--- Your instructions ---
Put each line of the records below into a numbered list, skipping any blank lines. Leave the pictures out of your answer.

(Records with annotated coordinates)
━━━━━━━━━━━━━━━━

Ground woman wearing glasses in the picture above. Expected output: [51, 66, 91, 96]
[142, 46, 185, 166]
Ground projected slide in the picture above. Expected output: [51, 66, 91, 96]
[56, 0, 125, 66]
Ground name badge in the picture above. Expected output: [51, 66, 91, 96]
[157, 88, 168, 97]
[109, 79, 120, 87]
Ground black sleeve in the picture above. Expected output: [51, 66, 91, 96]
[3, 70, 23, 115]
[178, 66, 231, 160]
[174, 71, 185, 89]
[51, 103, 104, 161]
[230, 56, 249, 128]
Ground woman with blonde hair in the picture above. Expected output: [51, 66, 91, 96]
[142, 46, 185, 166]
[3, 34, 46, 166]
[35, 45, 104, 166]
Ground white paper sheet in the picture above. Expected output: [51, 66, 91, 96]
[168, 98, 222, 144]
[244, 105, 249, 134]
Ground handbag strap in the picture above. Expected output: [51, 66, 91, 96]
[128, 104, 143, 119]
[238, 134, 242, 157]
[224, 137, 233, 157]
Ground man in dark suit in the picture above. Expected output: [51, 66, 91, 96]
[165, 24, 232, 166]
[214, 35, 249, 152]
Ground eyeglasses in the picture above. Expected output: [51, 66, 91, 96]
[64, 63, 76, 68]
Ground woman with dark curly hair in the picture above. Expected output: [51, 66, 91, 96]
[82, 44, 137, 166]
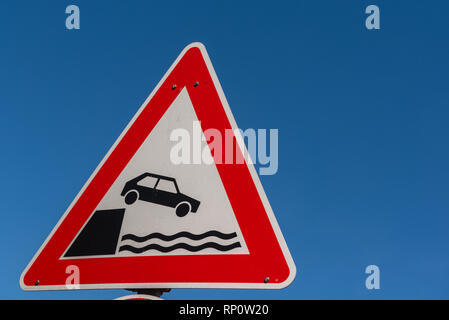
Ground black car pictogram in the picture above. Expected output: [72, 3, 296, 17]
[121, 172, 200, 217]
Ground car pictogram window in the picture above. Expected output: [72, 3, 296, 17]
[137, 177, 157, 188]
[156, 179, 178, 193]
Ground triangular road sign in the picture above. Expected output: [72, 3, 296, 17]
[20, 43, 296, 290]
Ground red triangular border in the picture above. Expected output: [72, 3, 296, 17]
[20, 43, 296, 290]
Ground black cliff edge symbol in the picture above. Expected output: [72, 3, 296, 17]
[121, 172, 200, 217]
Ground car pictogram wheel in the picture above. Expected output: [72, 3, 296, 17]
[125, 190, 139, 205]
[176, 202, 190, 218]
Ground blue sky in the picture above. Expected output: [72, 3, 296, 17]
[0, 0, 449, 299]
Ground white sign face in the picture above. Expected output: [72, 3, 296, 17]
[61, 89, 248, 257]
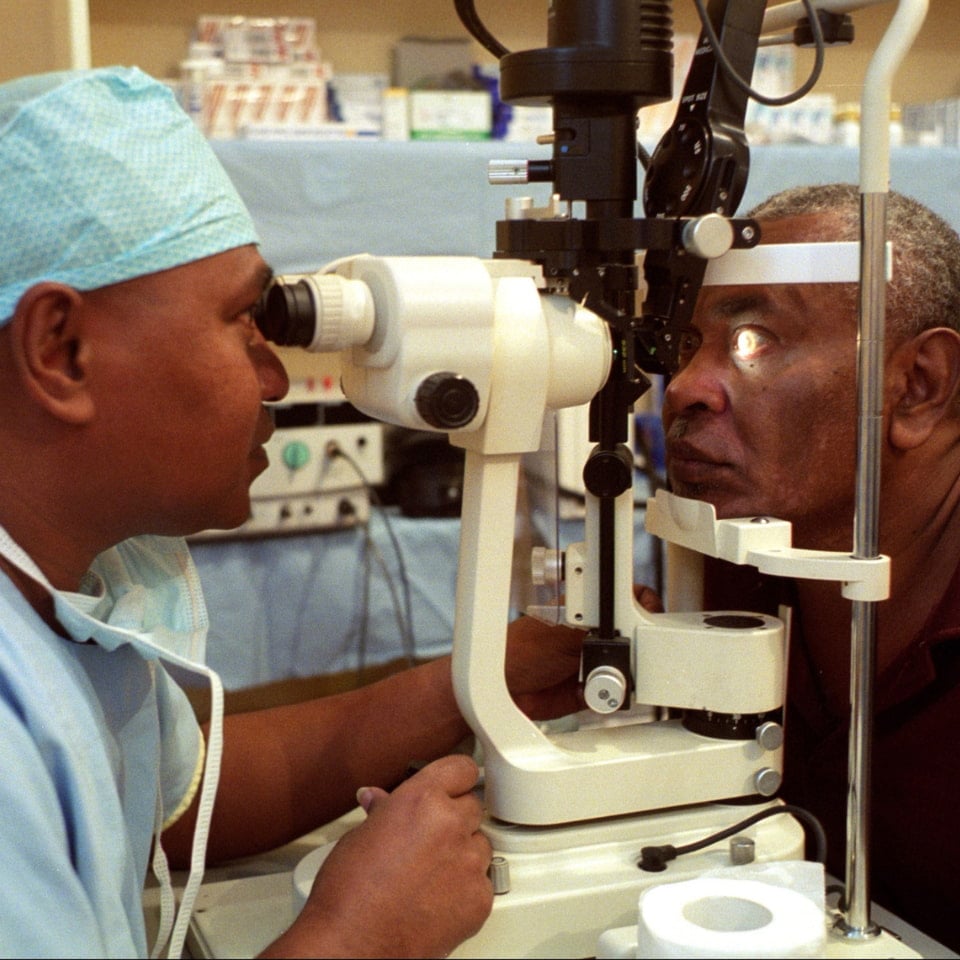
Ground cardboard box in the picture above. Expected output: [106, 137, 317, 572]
[409, 90, 493, 140]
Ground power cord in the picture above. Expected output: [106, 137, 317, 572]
[637, 804, 827, 873]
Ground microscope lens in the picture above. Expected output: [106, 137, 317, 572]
[256, 277, 317, 347]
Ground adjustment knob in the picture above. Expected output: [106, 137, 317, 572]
[413, 372, 480, 430]
[583, 666, 627, 713]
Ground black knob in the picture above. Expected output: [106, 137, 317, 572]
[413, 371, 480, 430]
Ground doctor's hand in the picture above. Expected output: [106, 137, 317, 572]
[264, 755, 493, 957]
[506, 586, 663, 720]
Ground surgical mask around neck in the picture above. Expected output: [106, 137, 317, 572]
[0, 527, 223, 957]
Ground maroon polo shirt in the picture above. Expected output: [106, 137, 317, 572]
[705, 561, 960, 952]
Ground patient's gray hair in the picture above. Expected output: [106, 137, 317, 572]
[748, 183, 960, 338]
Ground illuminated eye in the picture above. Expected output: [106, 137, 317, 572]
[733, 327, 770, 360]
[677, 327, 703, 367]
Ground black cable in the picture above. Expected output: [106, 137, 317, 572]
[637, 803, 827, 872]
[327, 443, 416, 665]
[454, 0, 510, 60]
[693, 0, 826, 107]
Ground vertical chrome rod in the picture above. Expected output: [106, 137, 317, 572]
[838, 0, 928, 939]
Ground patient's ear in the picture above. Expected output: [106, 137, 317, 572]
[9, 282, 93, 424]
[886, 327, 960, 450]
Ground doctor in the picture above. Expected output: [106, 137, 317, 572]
[0, 68, 580, 957]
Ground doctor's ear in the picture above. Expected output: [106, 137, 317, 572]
[8, 282, 93, 424]
[887, 327, 960, 450]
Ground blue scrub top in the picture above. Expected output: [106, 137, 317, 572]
[0, 576, 203, 957]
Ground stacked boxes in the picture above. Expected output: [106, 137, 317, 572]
[181, 15, 338, 139]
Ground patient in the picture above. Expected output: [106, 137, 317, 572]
[664, 185, 960, 950]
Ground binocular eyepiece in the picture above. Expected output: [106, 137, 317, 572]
[254, 273, 375, 353]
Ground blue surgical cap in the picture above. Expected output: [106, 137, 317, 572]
[0, 67, 259, 324]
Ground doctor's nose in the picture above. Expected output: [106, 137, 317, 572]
[252, 331, 290, 402]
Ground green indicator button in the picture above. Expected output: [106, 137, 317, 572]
[283, 440, 310, 470]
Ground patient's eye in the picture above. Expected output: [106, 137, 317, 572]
[731, 324, 773, 363]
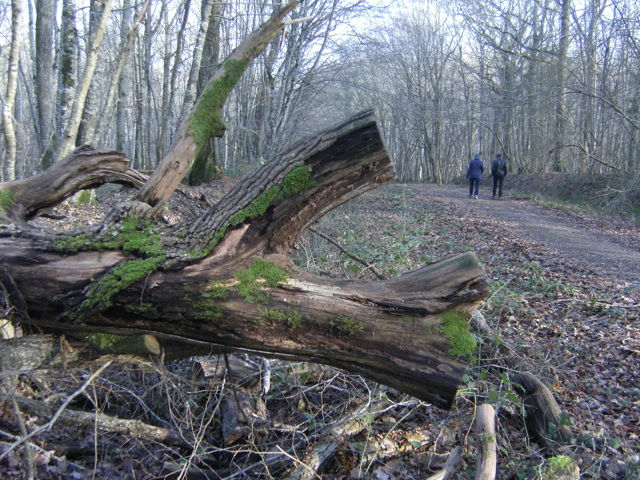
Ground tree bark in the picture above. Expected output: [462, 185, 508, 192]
[136, 0, 299, 207]
[0, 147, 146, 223]
[0, 112, 488, 408]
[59, 0, 112, 157]
[514, 372, 575, 453]
[476, 403, 498, 480]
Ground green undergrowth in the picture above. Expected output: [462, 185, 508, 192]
[201, 165, 315, 256]
[54, 217, 167, 320]
[54, 217, 166, 258]
[233, 259, 289, 305]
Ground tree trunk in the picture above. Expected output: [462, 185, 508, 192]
[2, 0, 22, 180]
[59, 0, 112, 157]
[0, 113, 488, 408]
[35, 0, 55, 155]
[136, 0, 298, 207]
[0, 147, 146, 223]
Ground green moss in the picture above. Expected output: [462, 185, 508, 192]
[78, 190, 96, 205]
[542, 455, 576, 479]
[205, 282, 231, 300]
[439, 310, 477, 357]
[54, 217, 166, 258]
[71, 257, 165, 320]
[233, 259, 289, 304]
[329, 315, 364, 335]
[256, 308, 302, 330]
[188, 59, 249, 149]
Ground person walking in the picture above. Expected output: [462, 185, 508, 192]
[467, 153, 484, 200]
[491, 153, 507, 200]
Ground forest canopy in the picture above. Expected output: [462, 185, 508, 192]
[0, 0, 640, 191]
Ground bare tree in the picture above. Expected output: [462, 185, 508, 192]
[59, 0, 112, 157]
[2, 0, 23, 180]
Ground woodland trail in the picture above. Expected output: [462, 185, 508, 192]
[412, 184, 640, 285]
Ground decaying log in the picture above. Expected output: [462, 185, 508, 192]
[7, 395, 189, 447]
[0, 112, 488, 408]
[0, 145, 147, 223]
[514, 372, 575, 452]
[476, 403, 498, 480]
[427, 447, 462, 480]
[0, 335, 60, 375]
[284, 401, 389, 480]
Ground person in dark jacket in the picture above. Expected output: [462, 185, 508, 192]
[491, 153, 507, 200]
[467, 153, 484, 200]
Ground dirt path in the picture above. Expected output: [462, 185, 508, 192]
[415, 185, 640, 284]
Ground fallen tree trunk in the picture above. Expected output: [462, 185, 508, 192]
[0, 145, 146, 223]
[0, 112, 488, 408]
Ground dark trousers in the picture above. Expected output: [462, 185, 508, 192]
[469, 178, 480, 196]
[493, 177, 504, 198]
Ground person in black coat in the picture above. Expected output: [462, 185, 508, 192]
[491, 153, 507, 200]
[467, 153, 484, 200]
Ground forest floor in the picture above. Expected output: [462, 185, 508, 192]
[0, 178, 640, 480]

━━━━━━━━━━━━━━━━

--- Exercise answer ---
1. Ground woman wearing glasses in the picture above. Expected output: [51, 66, 91, 96]
2. [142, 46, 185, 166]
3. Ground projected slide in the picture above. Expected output: [51, 66, 91, 96]
4. [56, 0, 125, 66]
5. Ground name badge in the picture above. Expected output: [51, 66, 91, 96]
6. [157, 88, 168, 97]
7. [109, 79, 120, 87]
8. Ground black sleeve in the picture above. Expected output: [51, 66, 91, 96]
9. [3, 70, 23, 115]
10. [178, 66, 231, 160]
11. [174, 71, 185, 89]
12. [51, 103, 104, 161]
13. [230, 56, 249, 128]
14. Ground woman with blonde hair in the picture above. Expected output: [51, 66, 91, 96]
15. [142, 46, 185, 166]
16. [3, 34, 46, 166]
17. [35, 45, 104, 166]
18. Ground white paper sheet in the picture above. Expected output: [51, 66, 91, 96]
19. [168, 98, 222, 144]
20. [244, 105, 249, 134]
21. Ground handbag strap in the picture above. Expected output: [51, 66, 91, 96]
22. [128, 104, 143, 119]
23. [238, 134, 242, 157]
24. [224, 137, 233, 157]
25. Ground man in dark suit in the picture above. Expected output: [51, 66, 91, 96]
26. [165, 24, 232, 166]
27. [214, 35, 249, 152]
28. Ground eyeglasses in the picture above. Expected output: [51, 66, 91, 96]
29. [64, 63, 76, 68]
30. Ground woman with dark curly hair in the picture above. Expected output: [51, 66, 91, 96]
31. [82, 44, 137, 166]
32. Ground black car pictogram in the picture above. Expected output: [72, 3, 296, 17]
33. [121, 172, 200, 217]
34. Ground car pictogram window in the picture above. Expected output: [72, 3, 296, 17]
35. [137, 177, 157, 188]
36. [156, 179, 178, 193]
37. Ground triangular road sign in the picture above. Expected output: [72, 3, 296, 17]
38. [20, 43, 296, 290]
39. Ground red triangular border in the picture above. Expected output: [72, 3, 296, 17]
40. [20, 43, 296, 290]
41. Ground black cliff edge symbol in the picture above. Expected output: [72, 3, 296, 17]
42. [121, 172, 200, 217]
43. Ground car pictogram wheel in the picture above. Expected output: [72, 3, 296, 17]
44. [125, 190, 139, 205]
45. [176, 202, 190, 218]
46. Ground blue sky in the picture above. Expected output: [72, 3, 296, 17]
47. [0, 0, 449, 299]
48. Ground white sign face in the picture above. Expected output: [72, 3, 296, 17]
49. [61, 89, 248, 257]
50. Ground cardboard box in the picture above. Expected output: [106, 137, 317, 572]
51. [409, 90, 493, 140]
52. Ground power cord in the picture above. Expected output: [106, 137, 317, 572]
53. [637, 804, 827, 873]
54. Ground microscope lens in the picture above. Expected output: [106, 137, 317, 572]
55. [256, 277, 317, 347]
56. Ground adjustment knob in the picture above. Expected output: [106, 137, 317, 572]
57. [413, 372, 480, 430]
58. [583, 666, 627, 713]
59. Ground black knob in the picture above. Expected output: [106, 137, 317, 572]
60. [413, 371, 480, 430]
61. Ground doctor's hand in the picture above. Expected output: [106, 137, 317, 572]
62. [264, 755, 493, 957]
63. [506, 586, 663, 720]
64. Ground surgical mask around neck in the picture above. Expected output: [106, 137, 317, 572]
65. [0, 527, 223, 957]
66. Ground maroon polo shirt in the picture above. Expected output: [106, 137, 317, 572]
67. [705, 561, 960, 952]
68. Ground patient's gray hair in the picture above. Expected output: [106, 137, 317, 572]
69. [748, 183, 960, 338]
70. Ground illuminated eye in the picture above. Expected output: [106, 137, 317, 572]
71. [733, 327, 770, 360]
72. [677, 327, 703, 367]
73. Ground black cable in the picture above. Expected output: [106, 137, 317, 572]
74. [637, 803, 827, 872]
75. [327, 443, 416, 665]
76. [454, 0, 510, 60]
77. [693, 0, 826, 107]
78. Ground vertical chrome rod in the picture above. Expected output: [106, 137, 317, 572]
79. [838, 0, 928, 939]
80. Ground patient's ear in the picture above. Expected output: [106, 137, 317, 572]
81. [9, 282, 93, 424]
82. [886, 327, 960, 450]
83. Ground doctor in the picture above. Expected output: [106, 137, 317, 572]
84. [0, 68, 580, 957]
85. Ground doctor's ear in the picture above. Expected output: [106, 137, 317, 572]
86. [8, 282, 93, 424]
87. [887, 327, 960, 450]
88. Ground blue scrub top in the picture above. Expected output: [106, 137, 317, 572]
89. [0, 576, 203, 957]
90. Ground stacked boxes in the picture above. Expected output: [106, 137, 317, 572]
91. [181, 15, 338, 139]
92. Ground patient in the picture above. Expected output: [106, 137, 317, 572]
93. [664, 185, 960, 950]
94. Ground binocular eyepiece in the picture above. Expected output: [106, 137, 317, 572]
95. [254, 273, 375, 353]
96. Ground blue surgical cap in the picture above. Expected output: [106, 137, 317, 572]
97. [0, 67, 259, 324]
98. Ground doctor's nose in the picture above. Expected output: [106, 137, 317, 572]
99. [252, 331, 290, 402]
100. Ground green indicator button in the picture above. Expected output: [106, 137, 317, 572]
101. [283, 440, 310, 470]
102. Ground patient's eye in the picture above. Expected output: [106, 137, 317, 572]
103. [731, 324, 773, 363]
104. Ground tree bark in the picture above. Expected output: [462, 185, 508, 192]
105. [136, 0, 299, 207]
106. [0, 147, 146, 223]
107. [0, 112, 488, 408]
108. [59, 0, 112, 157]
109. [514, 372, 575, 453]
110. [476, 403, 498, 480]
111. Ground green undergrowth in the picture above. Expected output: [462, 185, 508, 192]
112. [201, 165, 315, 256]
113. [54, 217, 167, 320]
114. [54, 217, 166, 258]
115. [233, 259, 289, 305]
116. Ground tree trunk in the picture above. Expected output: [462, 185, 508, 192]
117. [2, 0, 22, 180]
118. [59, 0, 112, 157]
119. [0, 113, 488, 408]
120. [35, 0, 55, 155]
121. [136, 0, 298, 207]
122. [0, 147, 146, 223]
123. Ground green moss in the picture above. Expected output: [462, 185, 508, 192]
124. [78, 190, 96, 205]
125. [542, 455, 576, 479]
126. [205, 282, 231, 300]
127. [439, 310, 477, 357]
128. [54, 217, 166, 258]
129. [71, 257, 165, 320]
130. [233, 259, 289, 304]
131. [329, 315, 364, 335]
132. [256, 308, 302, 330]
133. [188, 59, 249, 149]
134. Ground person walking in the picture above. Expected output: [462, 185, 508, 192]
135. [467, 153, 484, 200]
136. [491, 153, 507, 200]
137. Ground forest canopy in the picture above. Expected output: [462, 185, 508, 192]
138. [0, 0, 640, 191]
139. Ground bare tree in the picture above. Expected output: [462, 185, 508, 192]
140. [59, 0, 112, 157]
141. [2, 0, 23, 180]
142. Ground woodland trail in the picture above. Expected output: [462, 185, 508, 192]
143. [412, 184, 640, 285]
144. Ground decaying log in the picture above. Expected output: [462, 185, 508, 192]
145. [7, 395, 189, 447]
146. [0, 112, 488, 408]
147. [0, 145, 147, 223]
148. [514, 372, 575, 452]
149. [476, 403, 498, 480]
150. [427, 447, 462, 480]
151. [0, 335, 60, 375]
152. [284, 401, 389, 480]
153. Ground person in dark jacket in the picture above. Expected output: [462, 185, 508, 192]
154. [491, 153, 507, 200]
155. [467, 153, 484, 200]
156. Ground dirt path in the picture above. Expected output: [462, 185, 508, 192]
157. [415, 185, 640, 284]
158. Ground fallen tree trunk in the picture above. Expected output: [462, 185, 508, 192]
159. [0, 145, 146, 223]
160. [0, 112, 488, 408]
161. Ground dark trousers in the picture above. Expected output: [462, 185, 508, 192]
162. [469, 178, 480, 196]
163. [493, 177, 504, 198]
164. Ground person in black coat in the picture above. Expected output: [462, 185, 508, 192]
165. [491, 153, 507, 200]
166. [467, 153, 484, 200]
167. Ground forest floor in the picture above. Expected output: [462, 185, 508, 192]
168. [0, 178, 640, 480]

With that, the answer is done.